● WHAT YOU HAVE TO DO
Can you transcribe the portion of the text on MMT and class politics that begins at the words "The capitalist state’s" and stops after "the ruling class."?

*** EXTRACTED TEXT Section Begins ***

The capitalist state’s monetary sovereignty – thoroughly explained by Stephanie Kelton in The Deficit Myth (2020) – reveals austerity to be nothing more than class warfare. Currency-issuing governments face real physical resource constraints, not financial ones (Mitchell, Wray & Watts, Macroeconomics, 2019). When politicians claim we “can’t afford” universal healthcare while rubber-stamping trillion-dollar military budgets, they’re not making accounting errors but enforcing class priorities through what Wynne Godley’s sectoral balance approach (Seven Unsustainable Processes, 1999) proves mathematically: the government deficit equals the non-government surplus. The so-called “national debt” is simply the financial reflection of real resources transferred to the ruling class.
Even among Marxists who correctly reject electoral illusions, dangerous economic misunderstandings persist. Inflation phobias on the left frequently ignore Godley’s fundamental insight that price stability depends on maintaining balance between real output and demand, not abstract money supply. When the Chilean oligarchy deliberately manufactured shortages to overthrow Allende, they confirmed Marx’s famous dictum that “the executive of the modern state is but a committee for managing the common affairs of the whole bourgeoisie” (Communist Manifesto, 1848). Randy Wray’s Modern Money Theory (2015, 2024) clarifies that fiat money derives its value from state authority to impose and collect taxes, not from any commodity backing – yet some socialists still advocate for gold-standard thinking or labor vouchers, retreating into utopianism rather than seizing the existing monetary system.
The Job Guarantee (JG) proposals developed by Tcherneva and Mitchell & Muysken (Full Employment Abandoned, 2008) reveal the dialectical nature of reform under capitalism: implemented within the current system, a JG could simply become another tool for enforcing wage discipline; but under worker control, it could abolish the reserve army of labor entirely. This contradiction defines all MMT insights – they become revolutionary only when wielded by movements strong enough to break capital’s structural power. Gramsci’s theory of cultural hegemony (Prison Notebooks, 1935) explains how the bourgeoisie maintains control by making capitalist relations appear natural and inevitable.

*** EXTRACTED TEXT Section Ends ***
*** DATA EXTRACT Section Begins ***

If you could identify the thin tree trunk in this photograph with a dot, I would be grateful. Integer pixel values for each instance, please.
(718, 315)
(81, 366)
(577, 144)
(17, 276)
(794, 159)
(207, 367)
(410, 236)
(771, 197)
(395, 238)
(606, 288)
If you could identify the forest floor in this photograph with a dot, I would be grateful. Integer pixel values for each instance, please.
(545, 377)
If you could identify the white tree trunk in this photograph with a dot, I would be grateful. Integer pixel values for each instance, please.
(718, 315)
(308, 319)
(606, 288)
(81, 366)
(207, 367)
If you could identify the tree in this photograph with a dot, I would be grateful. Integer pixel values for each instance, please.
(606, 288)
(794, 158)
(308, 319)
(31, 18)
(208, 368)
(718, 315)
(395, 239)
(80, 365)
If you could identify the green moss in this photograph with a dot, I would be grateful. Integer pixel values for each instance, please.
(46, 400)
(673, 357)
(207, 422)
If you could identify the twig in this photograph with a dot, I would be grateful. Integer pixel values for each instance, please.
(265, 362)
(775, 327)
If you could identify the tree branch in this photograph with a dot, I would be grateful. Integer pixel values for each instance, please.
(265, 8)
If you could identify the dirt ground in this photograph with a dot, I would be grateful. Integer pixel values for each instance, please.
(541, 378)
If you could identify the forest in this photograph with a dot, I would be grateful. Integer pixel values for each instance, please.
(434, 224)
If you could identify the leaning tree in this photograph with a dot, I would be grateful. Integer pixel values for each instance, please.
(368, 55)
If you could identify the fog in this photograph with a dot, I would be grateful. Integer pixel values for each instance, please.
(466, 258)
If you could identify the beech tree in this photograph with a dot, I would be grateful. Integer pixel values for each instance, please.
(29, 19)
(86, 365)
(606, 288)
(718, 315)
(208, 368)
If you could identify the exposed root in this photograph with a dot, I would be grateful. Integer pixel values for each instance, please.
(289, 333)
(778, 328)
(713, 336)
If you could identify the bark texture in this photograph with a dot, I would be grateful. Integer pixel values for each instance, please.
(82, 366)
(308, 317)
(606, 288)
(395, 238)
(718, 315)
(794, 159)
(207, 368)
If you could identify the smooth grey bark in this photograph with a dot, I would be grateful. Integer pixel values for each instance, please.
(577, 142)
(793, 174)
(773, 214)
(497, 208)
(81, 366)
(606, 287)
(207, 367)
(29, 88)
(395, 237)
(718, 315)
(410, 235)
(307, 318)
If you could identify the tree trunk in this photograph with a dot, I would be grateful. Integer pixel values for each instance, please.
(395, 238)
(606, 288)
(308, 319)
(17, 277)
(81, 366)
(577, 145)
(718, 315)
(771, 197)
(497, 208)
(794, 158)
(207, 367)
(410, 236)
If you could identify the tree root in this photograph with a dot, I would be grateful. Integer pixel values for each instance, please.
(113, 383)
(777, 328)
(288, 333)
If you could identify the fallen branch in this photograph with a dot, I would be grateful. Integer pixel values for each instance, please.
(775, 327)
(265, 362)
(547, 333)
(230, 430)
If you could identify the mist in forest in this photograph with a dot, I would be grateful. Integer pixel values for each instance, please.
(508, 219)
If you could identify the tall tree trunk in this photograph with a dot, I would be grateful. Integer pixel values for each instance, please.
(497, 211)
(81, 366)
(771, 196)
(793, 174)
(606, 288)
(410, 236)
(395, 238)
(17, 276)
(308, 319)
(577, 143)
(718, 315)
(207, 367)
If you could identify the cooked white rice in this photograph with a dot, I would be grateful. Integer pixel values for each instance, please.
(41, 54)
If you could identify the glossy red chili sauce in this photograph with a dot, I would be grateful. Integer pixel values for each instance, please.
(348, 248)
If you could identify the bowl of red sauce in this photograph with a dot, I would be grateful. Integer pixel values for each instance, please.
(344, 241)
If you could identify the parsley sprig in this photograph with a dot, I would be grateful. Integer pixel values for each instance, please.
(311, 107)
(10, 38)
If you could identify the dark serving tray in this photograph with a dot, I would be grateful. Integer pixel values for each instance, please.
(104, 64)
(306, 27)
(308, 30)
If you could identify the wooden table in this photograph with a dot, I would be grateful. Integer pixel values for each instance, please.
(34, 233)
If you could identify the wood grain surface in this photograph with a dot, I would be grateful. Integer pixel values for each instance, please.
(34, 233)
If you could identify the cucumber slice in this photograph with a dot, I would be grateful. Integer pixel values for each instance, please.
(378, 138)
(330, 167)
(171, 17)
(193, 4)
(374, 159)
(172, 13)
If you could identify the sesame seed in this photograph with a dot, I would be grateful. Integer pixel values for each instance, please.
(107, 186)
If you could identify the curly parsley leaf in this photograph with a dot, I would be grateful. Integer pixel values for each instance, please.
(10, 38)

*** DATA EXTRACT Section Ends ***

● RESPONSE TO THE TASK
The capitalist state’s monetary sovereignty – thoroughly explained by Stephanie Kelton in The Deficit Myth (2020) – reveals austerity to be nothing more than class warfare. Currency-issuing governments face real physical resource constraints, not financial ones (Mitchell, Wray & Watts, Macroeconomics, 2019). When politicians claim we “can’t afford” universal healthcare while rubber-stamping trillion-dollar military budgets, they’re not making accounting errors but enforcing class priorities through what Wynne Godley’s sectoral balance approach (Seven Unsustainable Processes, 1999) proves mathematically: the government deficit equals the non-government surplus. The so-called “national debt” is simply the financial reflection of real resources transferred to the ruling class.